--- SUPPLIED RECORDS Enclosed Below ---

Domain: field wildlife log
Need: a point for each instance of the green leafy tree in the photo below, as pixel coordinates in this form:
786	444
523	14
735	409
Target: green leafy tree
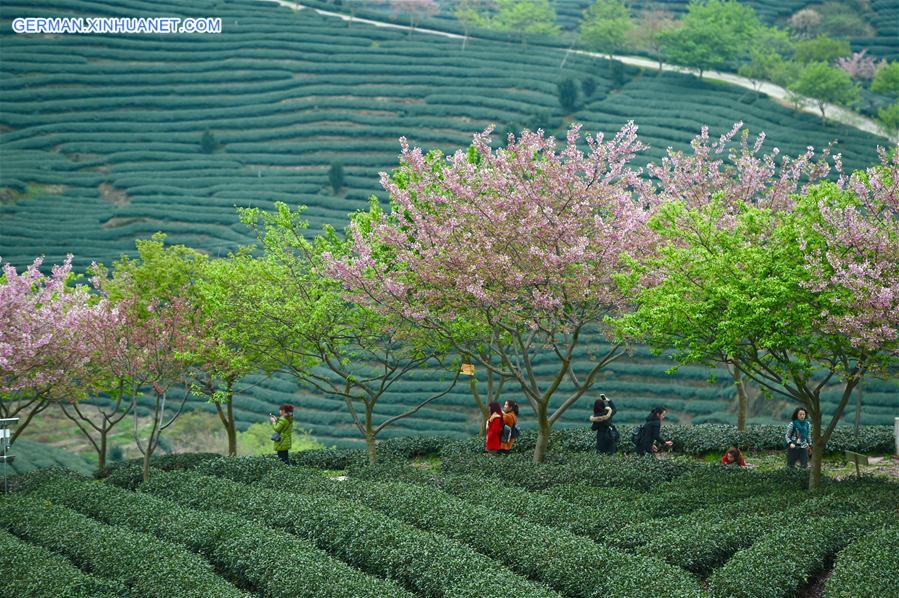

--- End of Enclosed SUPPLIED RECORDS ---

- WHAT THE TASK ASKS -
Above are the records; repeat them all exactly, without the pictures.

- OUTPUT FOR THIS EXERCISE -
Domain: field wildlife log
Need: a point for each instance of the green leafy tree in the photo below, as pixel coordinates in this form:
786	444
523	14
735	409
Target: green leafy tree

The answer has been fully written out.